Text segment:
►
Marketing Analytics: Data-Driven Techniques with Microsoft Excel (2014)
Part X. Marketing Research Tools
Chapter 41. Analysis of Variance: Two-way ANOVA
In Chapter 40, “Analysis of Variance: One-way ANOVA,” you studied one-way ANOVA where only one factor influenced a dependent variable. When two factors might influence a dependent variable, you can use two-way analysis of variance (ANOVA) to determine which, if any, of the factors have a significant influence on the dependent variable. In this chapter you learn about how two-way ANOVA can be used to analyze situations in which two factors may possibly affect a dependent variable.
Introducing Two-way ANOVA
In many marketing situations the marketing analyst believes that two factors may affect a dependent variable of interest. Here are some examples:
· How can the salespeople and their territory affect sales?
· How can price and advertising affect sales?
· How can the type of button and shape of a banner ad affect the number of click-throughs?
◄
Entries:
►
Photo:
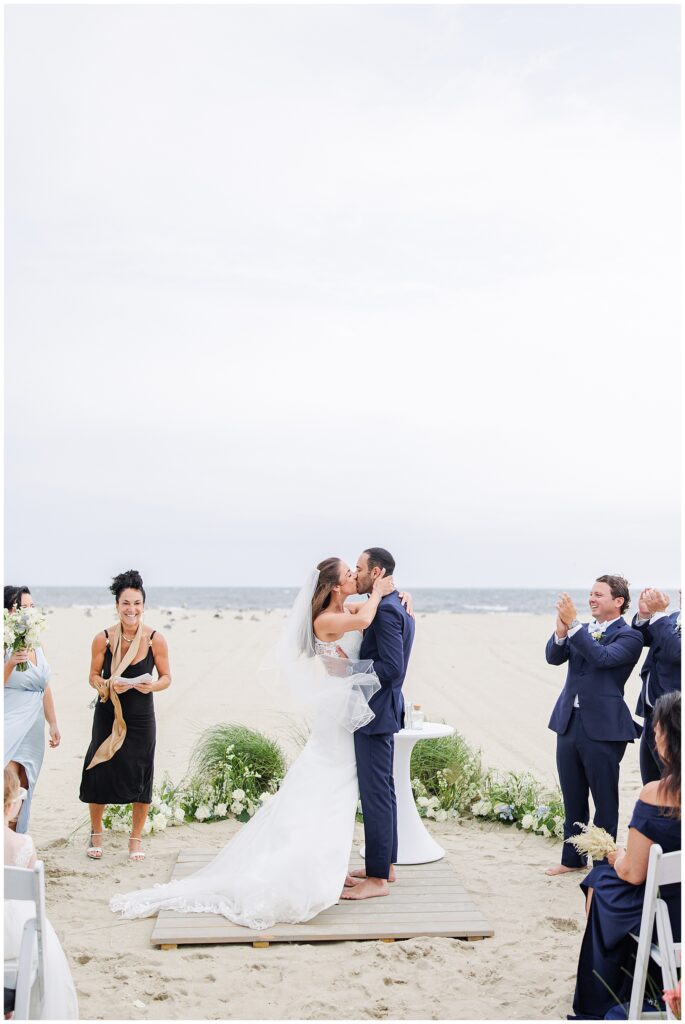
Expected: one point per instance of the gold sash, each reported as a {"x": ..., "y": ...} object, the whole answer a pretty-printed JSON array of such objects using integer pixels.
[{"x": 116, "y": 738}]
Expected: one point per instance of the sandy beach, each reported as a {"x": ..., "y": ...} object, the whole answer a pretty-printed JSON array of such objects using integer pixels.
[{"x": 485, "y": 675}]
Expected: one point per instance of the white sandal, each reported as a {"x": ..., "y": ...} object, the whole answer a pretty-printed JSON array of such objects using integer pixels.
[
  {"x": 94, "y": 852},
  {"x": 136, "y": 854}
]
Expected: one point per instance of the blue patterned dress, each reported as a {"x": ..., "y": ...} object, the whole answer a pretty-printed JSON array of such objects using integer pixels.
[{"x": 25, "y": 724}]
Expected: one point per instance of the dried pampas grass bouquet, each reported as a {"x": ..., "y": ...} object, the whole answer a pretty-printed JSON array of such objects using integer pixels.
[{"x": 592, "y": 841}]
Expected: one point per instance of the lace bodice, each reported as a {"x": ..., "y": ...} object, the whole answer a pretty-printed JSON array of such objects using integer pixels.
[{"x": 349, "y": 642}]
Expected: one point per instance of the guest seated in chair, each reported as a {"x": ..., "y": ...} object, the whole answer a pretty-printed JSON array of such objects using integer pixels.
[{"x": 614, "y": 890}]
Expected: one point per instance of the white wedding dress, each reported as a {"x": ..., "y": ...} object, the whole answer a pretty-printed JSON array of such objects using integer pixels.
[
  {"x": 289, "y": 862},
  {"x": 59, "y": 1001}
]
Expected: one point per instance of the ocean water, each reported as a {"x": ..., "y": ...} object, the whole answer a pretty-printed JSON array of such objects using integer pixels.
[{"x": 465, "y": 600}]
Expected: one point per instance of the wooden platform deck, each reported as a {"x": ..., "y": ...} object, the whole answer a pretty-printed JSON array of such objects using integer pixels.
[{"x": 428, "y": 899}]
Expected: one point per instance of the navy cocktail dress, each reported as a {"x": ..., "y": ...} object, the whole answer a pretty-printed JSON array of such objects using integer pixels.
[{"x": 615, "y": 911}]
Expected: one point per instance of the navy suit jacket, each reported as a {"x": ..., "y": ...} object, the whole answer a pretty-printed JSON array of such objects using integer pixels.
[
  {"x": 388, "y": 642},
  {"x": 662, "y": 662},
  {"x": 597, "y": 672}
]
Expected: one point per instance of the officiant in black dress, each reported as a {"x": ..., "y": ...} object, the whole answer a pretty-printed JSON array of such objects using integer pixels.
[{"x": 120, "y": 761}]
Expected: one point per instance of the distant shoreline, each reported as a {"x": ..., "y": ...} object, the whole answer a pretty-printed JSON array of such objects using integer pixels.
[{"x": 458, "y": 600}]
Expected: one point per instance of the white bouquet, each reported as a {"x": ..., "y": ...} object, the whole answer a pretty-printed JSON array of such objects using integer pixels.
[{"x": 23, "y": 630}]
◄
Exercises to complete:
**1.** Reproduce the two-way ANOVA text word for word.
**2.** Write out the records verbatim from the line that contains "Expected: one point per instance of the officiant" through the end of the records.

Solutions by task:
**1.**
Marketing Analytics: Data-Driven Techniques with Microsoft Excel (2014)
Part X. Marketing Research Tools
Chapter 41. Analysis of Variance: Two-way ANOVA
In Chapter 40, “Analysis of Variance: One-way ANOVA,” you studied one-way ANOVA where only one factor influenced a dependent variable. When two factors might influence a dependent variable, you can use two-way analysis of variance (ANOVA) to determine which, if any, of the factors have a significant influence on the dependent variable. In this chapter you learn about how two-way ANOVA can be used to analyze situations in which two factors may possibly affect a dependent variable.
Introducing Two-way ANOVA
In many marketing situations the marketing analyst believes that two factors may affect a dependent variable of interest. Here are some examples:
· How can the salespeople and their territory affect sales?
· How can price and advertising affect sales?
· How can the type of button and shape of a banner ad affect the number of click-throughs?

**2.**
Expected: one point per instance of the officiant in black dress, each reported as a {"x": ..., "y": ...} object, the whole answer a pretty-printed JSON array of such objects using integer pixels.
[{"x": 120, "y": 761}]
Expected: one point per instance of the distant shoreline, each reported as a {"x": ..., "y": ...} object, the whole answer a pretty-printed JSON array of such objects using integer pixels.
[{"x": 458, "y": 600}]
Expected: one point per instance of the white bouquet, each reported as a {"x": ..., "y": ...} object, the whole answer a pretty-printed JSON array of such objects using integer pixels.
[{"x": 23, "y": 630}]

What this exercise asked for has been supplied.